On-chain vs off-chain processing

On-chain processing executes all payment logic within smart contracts. When a user sends TON or Jettons to a contract, the contract immediately processes the payment and updates state. This works for simple scenarios like direct peer-to-peer transfers or automated market makers, but becomes impractical when you need user accounts, payment history, refunds, or integration with external systems. Off-chain processing monitors blockchain state changes from outside the network. Your application observes transactions, verifies their validity, updates internal databases, and triggers business logic. Exchanges, merchants, and payment processors use this approach because it provides flexibility to implement complex workflows, maintain user data, and integrate with traditional systems.

→ **Data rows**
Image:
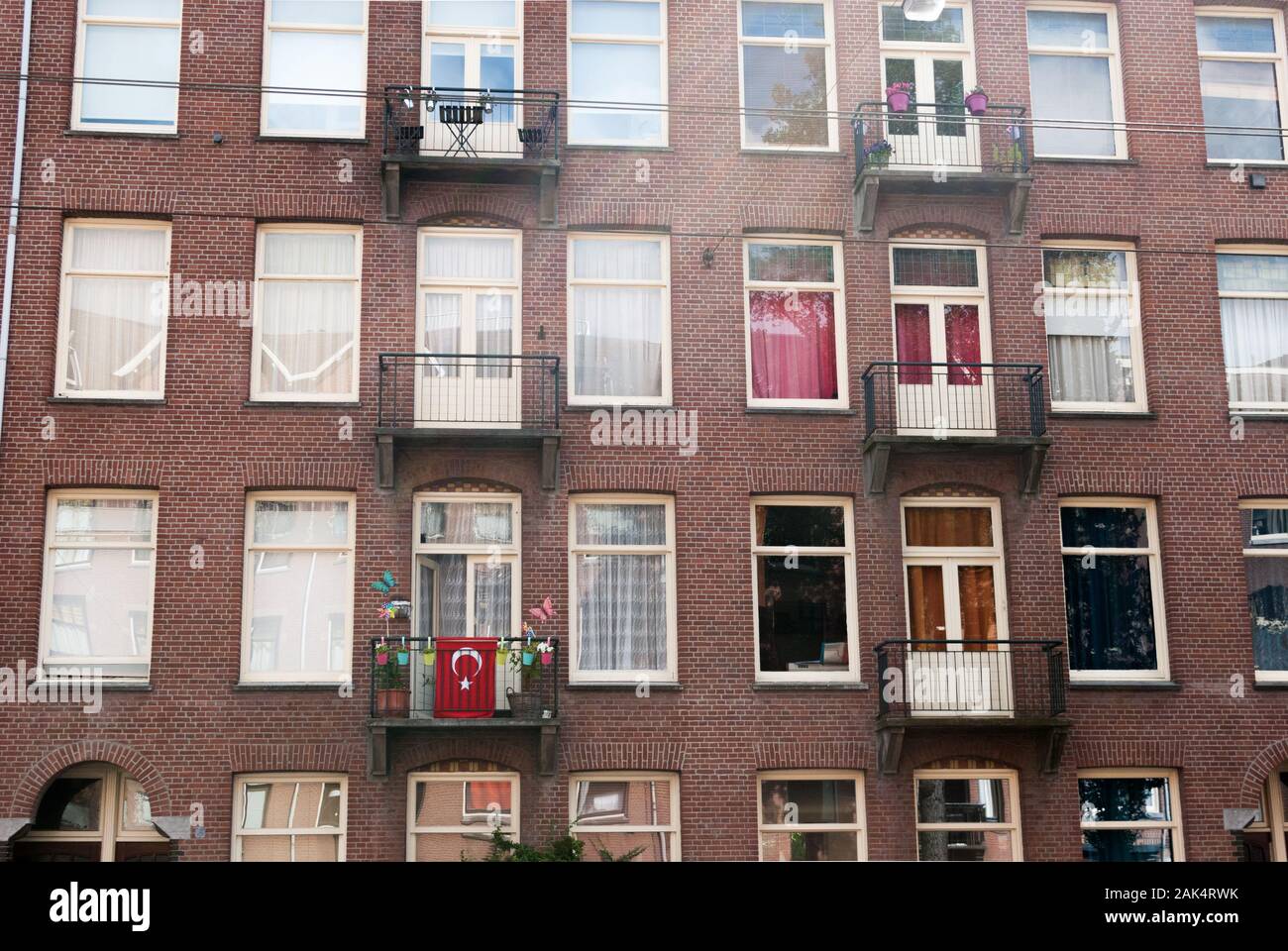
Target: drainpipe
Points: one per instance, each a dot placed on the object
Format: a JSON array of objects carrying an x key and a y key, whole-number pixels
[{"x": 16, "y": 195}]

* * *

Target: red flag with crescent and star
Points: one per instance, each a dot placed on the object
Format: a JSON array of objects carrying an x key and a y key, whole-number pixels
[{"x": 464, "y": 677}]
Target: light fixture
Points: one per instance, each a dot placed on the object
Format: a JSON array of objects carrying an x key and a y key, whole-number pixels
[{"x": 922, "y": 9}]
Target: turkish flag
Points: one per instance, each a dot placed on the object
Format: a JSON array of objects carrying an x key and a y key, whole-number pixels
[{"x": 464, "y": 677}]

→ **Requirements**
- A) In the passage on on-chain versus off-chain processing, who uses the off-chain approach?
- B) Retype the passage on on-chain versus off-chain processing from "On-chain vs off-chain" up to and including "with traditional systems.".

→ **Solutions per task**
- A) Exchanges, merchants, and payment processors.

- B)
On-chain vs off-chain processing

On-chain processing executes all payment logic within smart contracts. When a user sends TON or Jettons to a contract, the contract immediately processes the payment and updates state. This works for simple scenarios like direct peer-to-peer transfers or automated market makers, but becomes impractical when you need user accounts, payment history, refunds, or integration with external systems. Off-chain processing monitors blockchain state changes from outside the network. Your application observes transactions, verifies their validity, updates internal databases, and triggers business logic. Exchanges, merchants, and payment processors use this approach because it provides flexibility to implement complex workflows, maintain user data, and integrate with traditional systems.